**INSTRUCTION:** Collect every line of the items below that contains the word "this".

**SUPPLIED MATERIAL:**
========
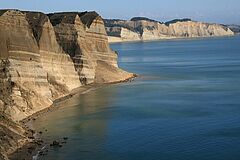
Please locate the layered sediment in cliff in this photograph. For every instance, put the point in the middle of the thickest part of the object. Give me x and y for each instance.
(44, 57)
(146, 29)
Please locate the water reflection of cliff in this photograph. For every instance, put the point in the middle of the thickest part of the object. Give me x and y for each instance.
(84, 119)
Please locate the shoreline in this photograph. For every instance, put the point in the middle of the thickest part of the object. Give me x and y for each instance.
========
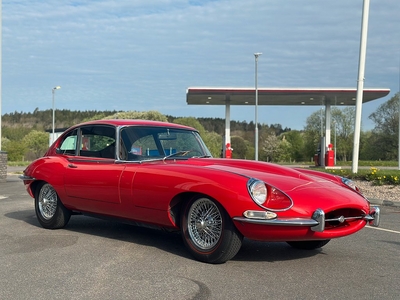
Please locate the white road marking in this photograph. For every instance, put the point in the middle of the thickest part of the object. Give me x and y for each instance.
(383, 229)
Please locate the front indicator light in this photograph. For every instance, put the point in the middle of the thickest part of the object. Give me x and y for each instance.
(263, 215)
========
**COMPLETE OUTPUT:**
Please locate the layered sediment in cliff in this photograph. For every instance, put the point in the middle of the thickest part of the object. Give me x and y for each instance.
Please locate the water reflection of cliff in this photograph. For every instance, put the point in the middle of the thickest part of the object. Give me x and y for each instance.
Please locate the shoreline in this photograph. For every instance, put the point in the middle of the thickest part of the object. Give me x and y for each instance.
Please locate the white road marking in this photograph. For every instance, put the point in the middle of the thickest part of the object. Give me x and y for each instance.
Please locate the front indicator light in this photograph. For every instance, put the point in the middle of the thickest part of the object. Give me x and y for each instance.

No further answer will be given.